* [REQUIRED WORK]:
Reproduce the rows verbatim from their beginning up to and including the line containing "pixel 555 236". Leave out the pictures.

* [EXCERPTED DATA]:
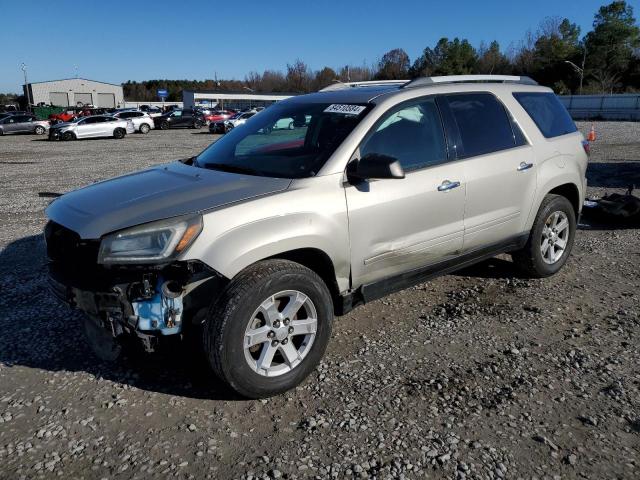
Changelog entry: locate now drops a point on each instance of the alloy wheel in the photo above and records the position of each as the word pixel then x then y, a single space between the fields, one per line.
pixel 280 333
pixel 555 236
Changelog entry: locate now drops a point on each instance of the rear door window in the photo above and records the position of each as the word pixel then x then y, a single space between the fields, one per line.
pixel 549 115
pixel 482 122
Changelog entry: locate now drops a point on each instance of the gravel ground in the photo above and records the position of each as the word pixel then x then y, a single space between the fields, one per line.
pixel 482 374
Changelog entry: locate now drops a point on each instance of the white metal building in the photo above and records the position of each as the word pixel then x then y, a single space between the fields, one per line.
pixel 236 100
pixel 74 92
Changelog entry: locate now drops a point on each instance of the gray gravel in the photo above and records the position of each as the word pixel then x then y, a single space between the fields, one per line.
pixel 482 374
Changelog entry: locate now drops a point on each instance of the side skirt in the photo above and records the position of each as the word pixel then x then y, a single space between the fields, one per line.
pixel 373 291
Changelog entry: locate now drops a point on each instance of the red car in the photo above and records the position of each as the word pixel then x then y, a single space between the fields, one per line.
pixel 218 116
pixel 65 116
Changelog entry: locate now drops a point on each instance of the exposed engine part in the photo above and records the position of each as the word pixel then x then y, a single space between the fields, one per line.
pixel 162 312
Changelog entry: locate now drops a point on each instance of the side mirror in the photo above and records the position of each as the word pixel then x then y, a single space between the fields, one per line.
pixel 375 166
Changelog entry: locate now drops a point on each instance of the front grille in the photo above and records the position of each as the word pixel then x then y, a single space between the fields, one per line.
pixel 66 246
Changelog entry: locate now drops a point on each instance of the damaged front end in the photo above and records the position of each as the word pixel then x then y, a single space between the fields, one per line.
pixel 145 301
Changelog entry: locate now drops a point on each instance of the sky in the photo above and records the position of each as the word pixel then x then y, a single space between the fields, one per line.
pixel 115 40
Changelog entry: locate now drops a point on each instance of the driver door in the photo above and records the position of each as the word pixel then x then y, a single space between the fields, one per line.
pixel 398 225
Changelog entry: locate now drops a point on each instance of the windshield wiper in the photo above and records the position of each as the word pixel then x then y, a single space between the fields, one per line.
pixel 231 168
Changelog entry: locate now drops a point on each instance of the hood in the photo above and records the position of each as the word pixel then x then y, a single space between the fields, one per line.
pixel 157 193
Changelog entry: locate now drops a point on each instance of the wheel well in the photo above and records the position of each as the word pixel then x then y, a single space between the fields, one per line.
pixel 320 263
pixel 571 193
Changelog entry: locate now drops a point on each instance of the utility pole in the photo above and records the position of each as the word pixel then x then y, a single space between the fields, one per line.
pixel 584 60
pixel 23 67
pixel 579 70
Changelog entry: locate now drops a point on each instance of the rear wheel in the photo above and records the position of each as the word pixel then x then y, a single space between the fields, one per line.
pixel 269 329
pixel 550 240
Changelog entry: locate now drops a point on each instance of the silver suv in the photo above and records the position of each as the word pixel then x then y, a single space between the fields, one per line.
pixel 256 243
pixel 142 122
pixel 94 126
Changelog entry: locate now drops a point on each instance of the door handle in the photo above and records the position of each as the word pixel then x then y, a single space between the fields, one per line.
pixel 448 185
pixel 524 166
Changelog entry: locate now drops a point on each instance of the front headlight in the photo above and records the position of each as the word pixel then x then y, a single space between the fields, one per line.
pixel 150 243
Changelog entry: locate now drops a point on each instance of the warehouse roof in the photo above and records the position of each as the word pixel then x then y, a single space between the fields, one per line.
pixel 79 78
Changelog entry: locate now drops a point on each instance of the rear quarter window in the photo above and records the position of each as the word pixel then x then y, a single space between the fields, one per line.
pixel 549 115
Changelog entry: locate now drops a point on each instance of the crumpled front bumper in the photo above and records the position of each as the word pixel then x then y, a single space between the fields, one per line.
pixel 143 305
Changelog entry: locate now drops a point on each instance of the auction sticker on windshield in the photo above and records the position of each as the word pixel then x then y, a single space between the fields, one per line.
pixel 345 109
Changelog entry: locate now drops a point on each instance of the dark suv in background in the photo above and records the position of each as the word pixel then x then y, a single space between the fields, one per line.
pixel 179 118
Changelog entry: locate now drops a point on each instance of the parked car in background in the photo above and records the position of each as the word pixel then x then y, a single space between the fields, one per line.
pixel 225 126
pixel 179 118
pixel 151 110
pixel 22 123
pixel 218 115
pixel 142 122
pixel 62 117
pixel 91 127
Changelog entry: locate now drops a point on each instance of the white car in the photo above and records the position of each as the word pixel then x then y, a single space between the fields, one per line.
pixel 142 122
pixel 92 127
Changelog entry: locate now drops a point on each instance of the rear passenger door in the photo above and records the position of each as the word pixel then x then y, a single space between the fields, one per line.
pixel 498 164
pixel 397 225
pixel 24 123
pixel 186 119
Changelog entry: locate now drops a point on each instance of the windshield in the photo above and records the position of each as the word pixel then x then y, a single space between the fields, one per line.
pixel 286 140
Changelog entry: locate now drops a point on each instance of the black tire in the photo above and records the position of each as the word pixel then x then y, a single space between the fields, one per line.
pixel 530 259
pixel 229 316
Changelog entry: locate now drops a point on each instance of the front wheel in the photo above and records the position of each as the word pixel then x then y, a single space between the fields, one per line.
pixel 550 240
pixel 269 329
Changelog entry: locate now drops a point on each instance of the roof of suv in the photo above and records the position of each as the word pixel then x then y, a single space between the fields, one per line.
pixel 376 93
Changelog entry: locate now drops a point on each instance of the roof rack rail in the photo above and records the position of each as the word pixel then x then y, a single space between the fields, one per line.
pixel 338 85
pixel 423 81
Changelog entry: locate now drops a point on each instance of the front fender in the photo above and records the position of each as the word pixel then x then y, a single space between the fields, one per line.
pixel 311 216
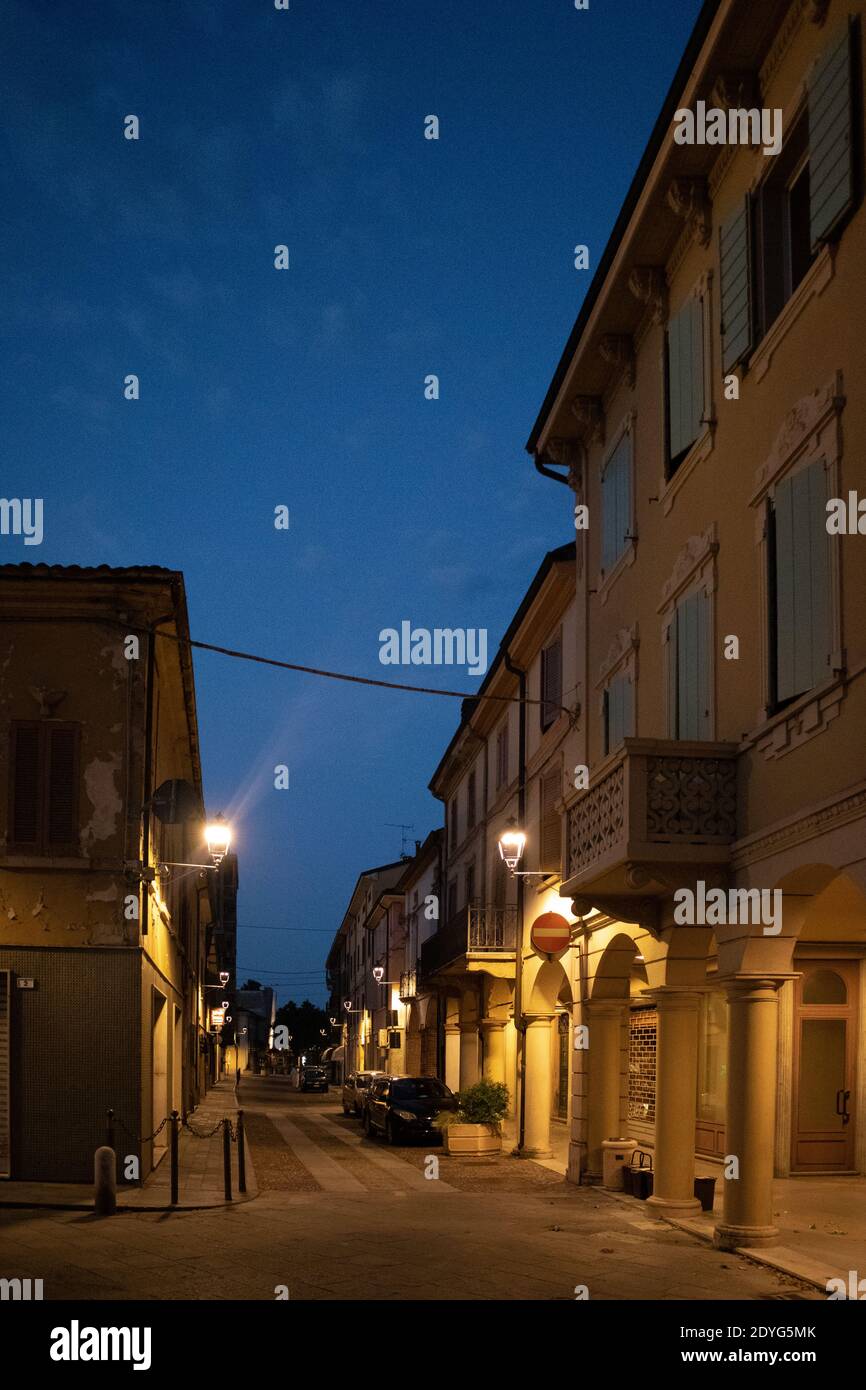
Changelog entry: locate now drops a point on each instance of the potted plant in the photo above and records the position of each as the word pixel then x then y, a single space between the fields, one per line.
pixel 476 1126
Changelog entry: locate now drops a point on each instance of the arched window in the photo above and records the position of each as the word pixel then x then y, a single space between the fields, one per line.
pixel 824 987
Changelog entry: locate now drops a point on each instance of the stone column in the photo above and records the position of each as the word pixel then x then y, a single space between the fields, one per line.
pixel 605 1022
pixel 676 1102
pixel 537 1121
pixel 751 1112
pixel 452 1057
pixel 510 1065
pixel 469 1054
pixel 494 1050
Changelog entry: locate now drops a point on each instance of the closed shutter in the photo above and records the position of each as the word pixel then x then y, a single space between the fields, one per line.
pixel 552 683
pixel 616 503
pixel 63 787
pixel 6 1158
pixel 685 375
pixel 551 823
pixel 27 786
pixel 802 583
pixel 736 278
pixel 831 168
pixel 692 660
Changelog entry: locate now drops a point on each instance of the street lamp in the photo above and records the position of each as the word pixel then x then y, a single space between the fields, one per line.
pixel 512 843
pixel 218 837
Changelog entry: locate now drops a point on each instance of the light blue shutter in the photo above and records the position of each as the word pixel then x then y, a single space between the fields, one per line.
pixel 685 374
pixel 694 667
pixel 831 175
pixel 802 583
pixel 736 277
pixel 786 613
pixel 670 670
pixel 627 708
pixel 819 588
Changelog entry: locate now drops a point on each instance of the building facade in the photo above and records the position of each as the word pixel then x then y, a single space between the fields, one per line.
pixel 709 417
pixel 103 948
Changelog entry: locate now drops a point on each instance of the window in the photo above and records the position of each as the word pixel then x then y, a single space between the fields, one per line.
pixel 684 380
pixel 772 238
pixel 617 712
pixel 45 787
pixel 502 756
pixel 551 683
pixel 452 898
pixel 549 836
pixel 783 238
pixel 798 584
pixel 690 669
pixel 616 503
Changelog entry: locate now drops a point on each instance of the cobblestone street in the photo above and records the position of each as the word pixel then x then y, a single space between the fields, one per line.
pixel 344 1218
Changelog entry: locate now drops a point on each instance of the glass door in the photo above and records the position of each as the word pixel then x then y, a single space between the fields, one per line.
pixel 823 1068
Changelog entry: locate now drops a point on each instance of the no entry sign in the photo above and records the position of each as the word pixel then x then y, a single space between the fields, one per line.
pixel 549 933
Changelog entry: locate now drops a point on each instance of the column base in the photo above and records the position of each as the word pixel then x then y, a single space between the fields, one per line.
pixel 730 1237
pixel 673 1205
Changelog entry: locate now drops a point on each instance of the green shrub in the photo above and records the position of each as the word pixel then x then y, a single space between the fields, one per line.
pixel 485 1102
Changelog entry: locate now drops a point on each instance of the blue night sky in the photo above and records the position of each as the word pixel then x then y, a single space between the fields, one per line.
pixel 306 387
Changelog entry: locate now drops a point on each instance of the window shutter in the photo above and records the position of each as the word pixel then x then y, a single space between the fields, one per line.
pixel 552 683
pixel 25 786
pixel 736 280
pixel 819 556
pixel 831 174
pixel 6 1159
pixel 551 826
pixel 705 667
pixel 63 787
pixel 786 612
pixel 685 375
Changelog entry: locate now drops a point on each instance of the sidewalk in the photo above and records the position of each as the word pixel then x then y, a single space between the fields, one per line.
pixel 200 1171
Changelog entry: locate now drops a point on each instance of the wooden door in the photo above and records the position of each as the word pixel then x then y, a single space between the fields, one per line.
pixel 824 1041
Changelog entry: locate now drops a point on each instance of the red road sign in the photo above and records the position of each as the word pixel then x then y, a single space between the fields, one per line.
pixel 549 934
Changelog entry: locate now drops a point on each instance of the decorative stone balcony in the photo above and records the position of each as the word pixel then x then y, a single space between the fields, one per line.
pixel 477 937
pixel 654 809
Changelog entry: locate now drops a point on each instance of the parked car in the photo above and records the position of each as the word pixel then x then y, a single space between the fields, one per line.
pixel 355 1091
pixel 313 1079
pixel 405 1107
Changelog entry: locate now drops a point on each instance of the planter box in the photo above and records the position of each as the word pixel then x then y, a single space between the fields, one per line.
pixel 473 1139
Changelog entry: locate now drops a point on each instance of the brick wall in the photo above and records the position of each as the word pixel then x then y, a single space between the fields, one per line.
pixel 642 1065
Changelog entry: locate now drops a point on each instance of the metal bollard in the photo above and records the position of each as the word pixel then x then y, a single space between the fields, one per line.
pixel 104 1182
pixel 227 1158
pixel 174 1158
pixel 241 1155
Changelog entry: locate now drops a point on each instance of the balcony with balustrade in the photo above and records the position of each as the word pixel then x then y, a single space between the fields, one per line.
pixel 476 938
pixel 655 811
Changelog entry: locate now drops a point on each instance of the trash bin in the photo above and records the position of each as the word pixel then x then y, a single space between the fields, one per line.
pixel 640 1178
pixel 705 1191
pixel 616 1157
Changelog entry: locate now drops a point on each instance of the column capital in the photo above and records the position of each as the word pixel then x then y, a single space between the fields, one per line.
pixel 670 997
pixel 606 1008
pixel 754 988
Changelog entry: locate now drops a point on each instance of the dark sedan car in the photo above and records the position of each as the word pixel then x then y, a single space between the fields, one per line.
pixel 405 1107
pixel 313 1079
pixel 355 1091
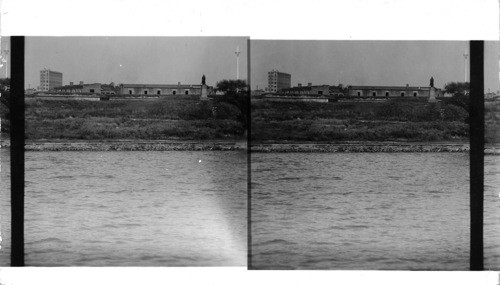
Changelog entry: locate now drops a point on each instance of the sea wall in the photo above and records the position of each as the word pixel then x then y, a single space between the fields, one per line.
pixel 256 148
pixel 380 147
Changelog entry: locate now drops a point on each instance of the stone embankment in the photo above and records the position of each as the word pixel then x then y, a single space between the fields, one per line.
pixel 386 147
pixel 132 146
pixel 369 147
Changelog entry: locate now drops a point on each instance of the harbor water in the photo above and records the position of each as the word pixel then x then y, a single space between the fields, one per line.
pixel 131 209
pixel 368 211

* [EXERCISE SOLUTION]:
Changelog entry: locate now drops a point on each instance of the alloy wheel in the photo above and records the position of each as the word pixel then x then y, a single space between the fields, one per line.
pixel 280 333
pixel 555 236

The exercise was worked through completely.